> REQUIRED ACTION
Go through the entries below. Copy each line in which "arched" appears.

> SOURCE MATERIAL

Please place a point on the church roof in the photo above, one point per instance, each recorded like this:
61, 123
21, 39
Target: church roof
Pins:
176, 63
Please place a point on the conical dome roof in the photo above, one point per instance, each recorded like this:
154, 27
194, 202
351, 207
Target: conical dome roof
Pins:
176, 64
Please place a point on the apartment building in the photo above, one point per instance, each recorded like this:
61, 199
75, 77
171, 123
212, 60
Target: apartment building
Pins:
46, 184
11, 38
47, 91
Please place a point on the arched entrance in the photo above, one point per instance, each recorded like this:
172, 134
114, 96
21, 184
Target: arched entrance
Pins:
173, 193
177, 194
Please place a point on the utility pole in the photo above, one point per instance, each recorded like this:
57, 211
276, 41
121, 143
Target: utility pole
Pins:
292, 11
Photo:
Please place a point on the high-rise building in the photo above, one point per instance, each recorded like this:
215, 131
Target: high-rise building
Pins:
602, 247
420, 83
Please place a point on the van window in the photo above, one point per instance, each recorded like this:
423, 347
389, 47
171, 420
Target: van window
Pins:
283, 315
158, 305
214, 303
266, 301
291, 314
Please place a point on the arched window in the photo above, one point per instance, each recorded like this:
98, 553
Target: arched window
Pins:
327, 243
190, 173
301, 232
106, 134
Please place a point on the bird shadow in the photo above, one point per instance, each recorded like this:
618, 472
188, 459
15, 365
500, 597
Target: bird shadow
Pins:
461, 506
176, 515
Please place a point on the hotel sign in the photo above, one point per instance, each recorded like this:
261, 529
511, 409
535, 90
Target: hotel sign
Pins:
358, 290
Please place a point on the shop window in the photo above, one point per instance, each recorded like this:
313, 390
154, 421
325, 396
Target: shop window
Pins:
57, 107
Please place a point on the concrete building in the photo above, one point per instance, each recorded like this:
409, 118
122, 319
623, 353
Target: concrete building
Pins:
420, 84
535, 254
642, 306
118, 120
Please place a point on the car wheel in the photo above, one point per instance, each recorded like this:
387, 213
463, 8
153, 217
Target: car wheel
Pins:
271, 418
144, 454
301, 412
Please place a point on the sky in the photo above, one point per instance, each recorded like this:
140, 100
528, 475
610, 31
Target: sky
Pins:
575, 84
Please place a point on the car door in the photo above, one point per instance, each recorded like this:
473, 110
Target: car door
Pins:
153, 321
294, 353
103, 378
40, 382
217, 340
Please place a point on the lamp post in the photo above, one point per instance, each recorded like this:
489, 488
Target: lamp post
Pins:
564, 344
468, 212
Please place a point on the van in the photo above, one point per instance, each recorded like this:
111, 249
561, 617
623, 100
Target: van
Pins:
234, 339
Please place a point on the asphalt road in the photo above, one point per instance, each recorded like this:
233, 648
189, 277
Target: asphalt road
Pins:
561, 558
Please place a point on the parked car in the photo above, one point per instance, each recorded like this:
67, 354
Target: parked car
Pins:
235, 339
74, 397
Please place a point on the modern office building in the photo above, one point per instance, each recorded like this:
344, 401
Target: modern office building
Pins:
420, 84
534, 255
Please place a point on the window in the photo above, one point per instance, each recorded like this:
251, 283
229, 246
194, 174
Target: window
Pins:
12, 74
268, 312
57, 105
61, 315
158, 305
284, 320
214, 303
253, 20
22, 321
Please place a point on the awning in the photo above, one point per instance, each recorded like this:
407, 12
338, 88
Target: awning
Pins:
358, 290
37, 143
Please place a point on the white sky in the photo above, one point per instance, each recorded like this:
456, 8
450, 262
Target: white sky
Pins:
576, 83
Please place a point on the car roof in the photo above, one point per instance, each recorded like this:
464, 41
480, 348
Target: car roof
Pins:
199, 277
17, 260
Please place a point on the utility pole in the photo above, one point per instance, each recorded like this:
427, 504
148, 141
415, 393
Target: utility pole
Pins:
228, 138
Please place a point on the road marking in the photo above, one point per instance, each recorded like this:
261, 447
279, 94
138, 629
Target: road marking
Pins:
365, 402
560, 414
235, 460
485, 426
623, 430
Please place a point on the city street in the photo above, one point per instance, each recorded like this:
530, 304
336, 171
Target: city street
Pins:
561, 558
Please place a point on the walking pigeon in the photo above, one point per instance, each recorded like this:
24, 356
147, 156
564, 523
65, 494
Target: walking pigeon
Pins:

> REPLY
Please place a point on the arched entrance in the photo above, one point per instance, each recorded like this:
Target: arched entrance
Please place a point on the arched window in the photo above, one point per instance, each recorded like this:
Target: arched window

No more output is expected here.